• _UIT TE VOEREN OPDRACHTEN_:
a – Leg aan de hand van het fragment over de verborgen schat in Huis Bergh in één tot drie zinnen uit waarom Semmelink vermoedt dat het geld nog bij 's-Heerenberg in de grond zit.
b – Schrijf het fragment over de verborgen schat in Huis Bergh verder, te beginnen na de laatste zin.

── FRAGMENT

Een verborgen schat in Huis Bergh?
Geplaatst op vrijdag 27 november 2015 om 23:19
De archieven van de gemeente Bergh en Huis Bergh worden regelmatig doorgespit door Jan Lukkezen, de archivaris van de Heemkundekring Bergh. Hij vond een brief waarvan de inhoud hier wordt weergegeven, er op vertrouwende dat het personeel van Huis Bergh niet massaal in de omgeving van het kasteel gaat spitten!
De brief werd op 17 oktober 1906 op papier met het briefhoofd van Waterschap van den Ouden IJssel, afdeling Slingebeken geschreven door Lambertus Diederik Semmelink, poldermeester en ontginner te Dalen in Drenthe.
Hij beweert dat meer dan honderd jaar geleden één van zijn voorvaderen een vertrouweling was van de toenmalige beheerder van de goederen van Huis Bergh. In woelige dagen heeft die vertrouweling van deze beheerder een som geld bij 's-Heerenberg onder de grond verborgen, maar daar de beheerder plotseling aan een beroerte is overleden, heeft hij het vermoeden dat de schat nog ter plaatse moet zijn. Hij vraagt om aan hem toestemming te verlenen tot een nader onderzoek. Alleen als er werkelijk iets wordt gevonden, wenst hij een derde van de waarde te ontvangen.

────
── OVERZICHT GEGEVENS

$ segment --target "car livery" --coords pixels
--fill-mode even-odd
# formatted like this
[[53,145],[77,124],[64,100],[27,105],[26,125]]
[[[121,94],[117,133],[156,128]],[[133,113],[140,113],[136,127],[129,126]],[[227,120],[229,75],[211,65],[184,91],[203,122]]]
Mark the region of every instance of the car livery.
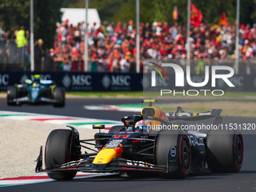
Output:
[[[50,178],[60,180],[73,178],[78,171],[128,175],[157,172],[165,178],[184,178],[195,172],[240,170],[243,160],[241,133],[209,130],[203,134],[180,129],[187,123],[186,120],[214,117],[213,123],[218,124],[222,120],[221,110],[194,113],[178,107],[175,111],[164,113],[152,106],[157,101],[144,99],[148,106],[141,113],[122,117],[123,125],[112,126],[108,133],[100,132],[104,125],[93,125],[93,129],[99,130],[93,139],[81,139],[72,126],[53,130],[44,150],[45,169],[42,168],[41,147],[36,172],[46,172]],[[157,126],[175,129],[152,128]]]
[[65,106],[65,89],[58,87],[52,80],[41,80],[39,75],[34,80],[26,79],[21,84],[10,85],[7,89],[7,105],[52,104]]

────

• _SCHRIFTELIJKE ANTWOORDEN_:
a – Volgens Semmelink heeft een van zijn voorvaderen, een vertrouweling van de toenmalige beheerder van de goederen van Huis Bergh, in woelige dagen een som geld van die beheerder bij 's-Heerenberg begraven. Omdat de beheerder daarna plotseling aan een beroerte is overleden, vermoedt Semmelink dat de schat nooit is opgehaald en dus nog ter plaatse moet liggen.

b –
Rentmeester Meijer wil er wel iets meer van weten en stelt enkele vragen. Semmelink beantwoordt de vragen als volgt:
a) hoe de toenmalige beheerder heette weet hij niet;
b) wat de vertrouweling betreft, weet hij zeker dat hij de enige is die dit wist; hij vindt het nodig om heel voorzichtig te zijn en wil de naam (nog) niet noemen alvorens hij de toezegging verkregen heeft tot het onderzoek;
c) de tijd dat deze aangelegenheid speelde, kan hij niet precies zeggen, maar het was ongeveer aan het eind van de 18e eeuw;
d) wat de plaats betreft zal er geen in 't oog lopende schade worden ondervonden. Hij vindt dat de bezitter nu niets heeft aan zijn schat.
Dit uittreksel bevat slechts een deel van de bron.